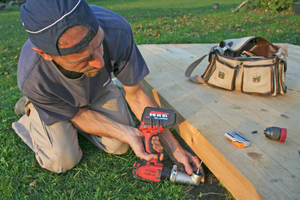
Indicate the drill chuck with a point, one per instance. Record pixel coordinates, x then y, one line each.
183 178
276 133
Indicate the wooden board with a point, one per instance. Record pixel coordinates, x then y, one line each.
266 169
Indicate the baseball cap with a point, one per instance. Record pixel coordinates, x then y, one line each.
45 20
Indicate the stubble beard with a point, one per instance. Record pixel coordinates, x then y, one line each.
92 73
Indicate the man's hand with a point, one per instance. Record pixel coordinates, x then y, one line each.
136 143
191 163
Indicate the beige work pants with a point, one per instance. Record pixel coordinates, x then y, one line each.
56 147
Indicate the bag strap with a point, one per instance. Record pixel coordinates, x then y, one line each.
190 69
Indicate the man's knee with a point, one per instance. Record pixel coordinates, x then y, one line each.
58 160
118 148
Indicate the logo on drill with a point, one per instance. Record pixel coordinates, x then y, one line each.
158 115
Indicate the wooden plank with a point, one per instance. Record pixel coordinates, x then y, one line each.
170 86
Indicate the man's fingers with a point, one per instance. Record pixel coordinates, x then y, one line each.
156 144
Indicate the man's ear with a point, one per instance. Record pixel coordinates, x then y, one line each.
43 54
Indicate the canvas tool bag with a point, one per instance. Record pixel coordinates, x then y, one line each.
249 64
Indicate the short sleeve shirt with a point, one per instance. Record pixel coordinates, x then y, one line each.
58 98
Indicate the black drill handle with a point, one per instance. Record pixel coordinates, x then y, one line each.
147 141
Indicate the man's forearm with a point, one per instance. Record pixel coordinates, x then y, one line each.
92 122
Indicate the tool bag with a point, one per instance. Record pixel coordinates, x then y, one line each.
249 64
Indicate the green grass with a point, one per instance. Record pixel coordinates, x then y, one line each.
100 175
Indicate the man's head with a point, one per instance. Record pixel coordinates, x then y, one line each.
66 32
45 21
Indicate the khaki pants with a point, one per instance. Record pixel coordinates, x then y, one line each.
56 147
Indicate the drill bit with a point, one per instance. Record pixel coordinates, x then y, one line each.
198 171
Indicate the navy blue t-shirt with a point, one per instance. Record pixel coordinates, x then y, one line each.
58 98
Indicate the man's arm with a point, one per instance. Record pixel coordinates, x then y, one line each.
95 123
138 99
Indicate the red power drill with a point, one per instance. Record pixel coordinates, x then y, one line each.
154 120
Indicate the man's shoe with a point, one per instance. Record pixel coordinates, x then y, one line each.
20 106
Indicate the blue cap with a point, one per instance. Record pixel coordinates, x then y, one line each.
45 21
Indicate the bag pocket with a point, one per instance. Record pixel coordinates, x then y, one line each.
281 78
223 75
258 79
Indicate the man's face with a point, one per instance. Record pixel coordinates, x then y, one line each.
89 60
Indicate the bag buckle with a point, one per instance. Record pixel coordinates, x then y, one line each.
221 74
256 78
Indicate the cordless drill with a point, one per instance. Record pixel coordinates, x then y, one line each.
154 120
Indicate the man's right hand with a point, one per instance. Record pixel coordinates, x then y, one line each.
136 143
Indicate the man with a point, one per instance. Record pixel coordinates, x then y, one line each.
65 72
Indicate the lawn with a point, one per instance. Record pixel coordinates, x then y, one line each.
100 175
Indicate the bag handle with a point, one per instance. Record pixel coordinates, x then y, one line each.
190 69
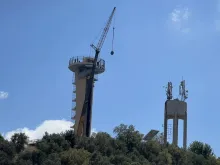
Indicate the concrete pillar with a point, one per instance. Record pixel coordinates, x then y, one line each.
175 130
185 132
165 130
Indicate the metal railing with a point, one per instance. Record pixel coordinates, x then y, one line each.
79 59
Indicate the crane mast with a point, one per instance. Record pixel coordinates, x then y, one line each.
87 106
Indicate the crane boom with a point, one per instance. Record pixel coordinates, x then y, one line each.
105 32
87 106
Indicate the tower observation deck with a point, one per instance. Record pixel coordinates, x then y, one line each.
82 68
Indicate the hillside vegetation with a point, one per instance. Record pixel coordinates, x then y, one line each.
127 148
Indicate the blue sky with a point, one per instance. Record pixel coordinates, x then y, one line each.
155 41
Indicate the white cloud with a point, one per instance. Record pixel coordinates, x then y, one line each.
3 95
50 126
179 19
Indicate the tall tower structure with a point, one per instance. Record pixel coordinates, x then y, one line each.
82 68
176 109
85 69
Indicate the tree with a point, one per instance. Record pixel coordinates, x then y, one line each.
75 157
19 140
128 135
1 138
200 148
164 157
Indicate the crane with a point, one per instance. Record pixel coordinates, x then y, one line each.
87 106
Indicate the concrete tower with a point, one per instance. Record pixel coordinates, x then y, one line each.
81 68
176 109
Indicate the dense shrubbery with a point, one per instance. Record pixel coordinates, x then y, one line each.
127 148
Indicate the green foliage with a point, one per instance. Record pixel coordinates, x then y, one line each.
127 148
75 157
1 138
201 149
19 140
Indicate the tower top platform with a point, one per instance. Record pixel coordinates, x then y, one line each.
83 62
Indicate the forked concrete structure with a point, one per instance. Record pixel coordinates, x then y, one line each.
176 109
81 68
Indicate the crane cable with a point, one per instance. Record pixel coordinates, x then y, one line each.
113 37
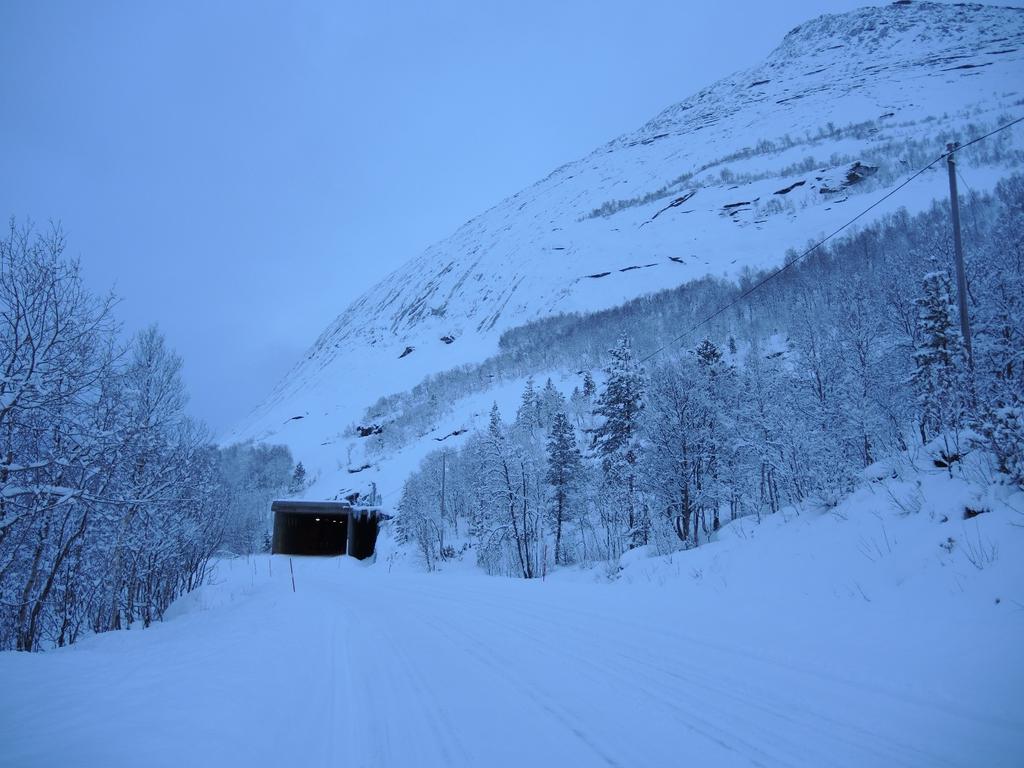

### [Task]
Give back the entries above exactly as they stand. Leave the images out.

### [Answer to the exercise]
Indicate the drill chuck with a point, one per instance. Record pixel coordinates, x then y, one line each.
183 178
276 133
Indicate the wooden board with a point, one per instance. Record pixel coordinates, x then y, one line each.
266 169
Indicate the baseball cap with a point, one per instance. Record pixel coordinates, x then y, one line each.
45 20
Indicate the stubble beard with a point, one per instance. Record pixel coordinates, x then y, one line each.
92 73
Indicate the man's hand with a point, one per instance. Record pixel coordinates, x then y, one line each.
136 143
191 163
Indicate the beige work pants with a point, one per instance. Record pixel coordinates, x then y, one line each.
56 147
Indicate the bag strap with a point, one per instance. Record pixel coordinates, x then y, one line each.
190 69
Indicate the man's knee with a point, one per instance. Record pixel coordinates, x then y, one line each.
58 160
118 148
Indicate the logo on drill with a point, one per instance. Record pixel coordinates, x then y, one line each.
158 115
Indicate the wooden plank with a point, one per instance. Record pixel coordinates, x then y, one line each.
170 86
Indicate the man's fingers with a point, one per instance. Record pixel coordinates, x then y, one line each.
156 144
Indicate the man's ear with a point, one per instance. Record pixel coordinates, x then y, one line each.
43 54
Indicate the canvas tool bag with a point, one per instance. Record pixel coordinates, x then y, one line each.
249 64
Indicate the short sleeve shirt with a point, one per instance. Record pixel coordinates, x then y, one line each.
58 98
Indicate the black drill handle with a point, one per instance. Record pixel coordinates, x then y, one line each.
147 141
Indicate the man's forearm with a point, one per instance. Record pixel coordinates, x then y, one line each.
92 122
Indicate the tool bag with a point, one per instance. Record pixel coordinates, x then y, one line each.
249 64
Indicate the green grass with a point, one per instance. Record pixel coordinates, x then y, one line each.
100 175
Indicate the man's head with a point, one per instance. Record pixel coordinates, x then y, one line each.
66 32
45 21
Indicate the khaki pants with a point, one per instance. Record pixel coordinates, x then y, one line each.
56 147
Indicate the drill bit with a point, one per instance. Record pixel coordinates, x then y, one line each.
198 171
Indicate the navy blue t-shirt with a point, one per instance. Record pixel coordinates, x then y, one line each.
58 98
Indicate the man's arm with a point, one per instance. Record pixel coordinates, x then y, one line each.
95 123
138 99
Indicate the red power drill with a point, one per instance. Record pixel coordinates, x then y, one line each.
154 120
Indicate the man's shoe with a point, one per instance. Record pixel coordinates, x then y, one line each.
20 106
Indicate the blue cap with a point, one per instance. Record pixel coordinates, x then y, one line each.
45 21
Indicate the bag pocket with a point, one per instance. Record pixel coordinates, x then y, one line each.
281 78
223 75
258 79
Indicate the man's face with a point, one per instance. Record pixel coordinates, x then y, one line each.
89 60
Indicate the bag buckle with a point, one per instance. Record pixel coordinates, x then y, one line each.
221 74
256 78
Indicate the cordless drill with a point, one per instance. Record pixel coordinates, x then y, one line each.
154 120
Indicate the man's right hand with a point, one per instance. Record pixel coordinates, x then y, one line each.
136 143
Indicate the man with a point, one per instance. Record pixel coordinates, x then y, one line each.
65 72
Indicate the lawn with a point, one per instance. Record pixel coordinates, x then y, one line each.
100 175
Indicate the bag handle with a point, one per instance. Record pixel coordinates, x then y, one line each.
190 69
Indicate the concrete pillar with a point, one per instance. Record pixel coordinates, x then y, one line each.
175 130
185 132
165 130
Indicate the metal railing with a point, one per instance. Record pixel coordinates, x then y, one line each.
79 59
Indicate the crane mast with a point, one per instance. Record pixel coordinates, x then y, one line each.
87 106
Indicate the crane boom with a point, one per instance. Record pixel coordinates, x then y, one line each.
105 32
87 106
Indicate the tower observation deck with a point, one per instance. Record pixel coordinates, x then y, one line each.
82 68
Indicate the hillside vegetation with a point, one per instance. Record pixel coordinates, x then y, one line each.
127 148
Indicate the blue sky with a point, one per instance. Record pixel coordinates, x then y, one line each.
155 41
Indicate the white cloud with a point, one per instance. Record pixel coordinates, x then y, one line each.
3 95
50 126
179 19
Indicate the tall tower structure with a point, one per instance. Record pixel coordinates, x then y, one line each.
82 68
176 109
85 69
Indicate the tree with a point, one per instance. Record pixel coordinates, x then y, one line each.
75 157
19 140
128 135
1 138
200 148
164 157
Indicate the crane with a point, one per instance. Record pixel coordinates, x then y, one line each.
87 106
Indicate the concrete tower with a point, one per instance. Record pixel coordinates, x then y, one line each.
81 68
176 109
Indicate the dense shrubbery with a point, one per instance. Record pixel coordinates, x then y, one line each.
127 148
Indicate the green foliage with a point, one per instance. Record pixel coordinates, x then y, one line each.
127 148
75 157
1 138
201 149
19 140
Indicate the tower top platform with a point, one per instance. Record pixel coordinates, x then y, one line each.
83 62
Indicate the forked concrete structure with a point, one per instance. Record pixel coordinates, x then y, one line each.
176 109
81 68
Indicate the crane cable with a point, one per instance. Record pixel coordinates, x then y, one line each.
113 37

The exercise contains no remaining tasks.